Your task is to write out the complete listing exactly as it is shown.

|---|

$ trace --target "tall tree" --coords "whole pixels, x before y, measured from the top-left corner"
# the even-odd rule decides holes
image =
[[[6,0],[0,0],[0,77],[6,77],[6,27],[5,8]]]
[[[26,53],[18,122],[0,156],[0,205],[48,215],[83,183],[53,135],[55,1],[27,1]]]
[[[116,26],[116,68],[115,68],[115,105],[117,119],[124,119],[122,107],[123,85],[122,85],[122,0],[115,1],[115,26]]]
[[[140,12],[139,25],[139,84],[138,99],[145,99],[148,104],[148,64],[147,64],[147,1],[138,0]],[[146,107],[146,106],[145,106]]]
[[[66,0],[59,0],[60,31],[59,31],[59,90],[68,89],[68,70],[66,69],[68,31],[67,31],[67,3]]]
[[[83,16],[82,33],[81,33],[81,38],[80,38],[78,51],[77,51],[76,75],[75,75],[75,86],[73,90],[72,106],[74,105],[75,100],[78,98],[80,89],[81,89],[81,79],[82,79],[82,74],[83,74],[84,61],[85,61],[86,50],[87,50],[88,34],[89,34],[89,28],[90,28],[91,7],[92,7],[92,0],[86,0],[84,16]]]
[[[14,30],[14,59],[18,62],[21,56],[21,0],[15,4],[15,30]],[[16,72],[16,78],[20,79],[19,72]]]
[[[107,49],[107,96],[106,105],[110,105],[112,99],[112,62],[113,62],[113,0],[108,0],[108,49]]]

|---|

■ **EXERCISE RESPONSE**:
$ trace --target "tall tree" --coords "whole pixels, x before y, measured from the top-left corner"
# the even-odd rule decides holes
image =
[[[6,0],[0,0],[0,77],[6,77],[6,27],[5,8]]]
[[[26,53],[18,122],[0,156],[0,205],[48,215],[83,183],[53,135],[55,1],[27,1]]]
[[[116,26],[116,68],[115,68],[115,105],[117,119],[124,119],[122,107],[123,85],[122,85],[122,0],[115,1],[115,26]]]
[[[140,12],[139,25],[139,84],[138,99],[145,99],[148,104],[148,64],[147,64],[147,1],[138,0]],[[146,107],[146,106],[145,106]]]
[[[66,0],[59,0],[60,31],[59,31],[59,90],[68,89],[68,70],[66,69],[68,31],[67,31],[67,3]]]
[[[83,16],[82,33],[81,33],[81,38],[80,38],[78,51],[77,51],[76,75],[75,75],[75,86],[73,90],[72,106],[74,105],[75,100],[78,98],[80,89],[81,89],[81,79],[82,79],[82,74],[83,74],[84,61],[85,61],[86,50],[87,50],[88,34],[89,34],[89,28],[90,28],[91,7],[92,7],[92,0],[86,0],[84,16]]]
[[[14,30],[14,59],[18,62],[21,56],[21,0],[15,4],[15,30]],[[16,72],[16,78],[20,79],[19,72]]]
[[[107,49],[107,96],[106,105],[110,105],[112,99],[112,62],[113,62],[113,0],[108,0],[108,49]]]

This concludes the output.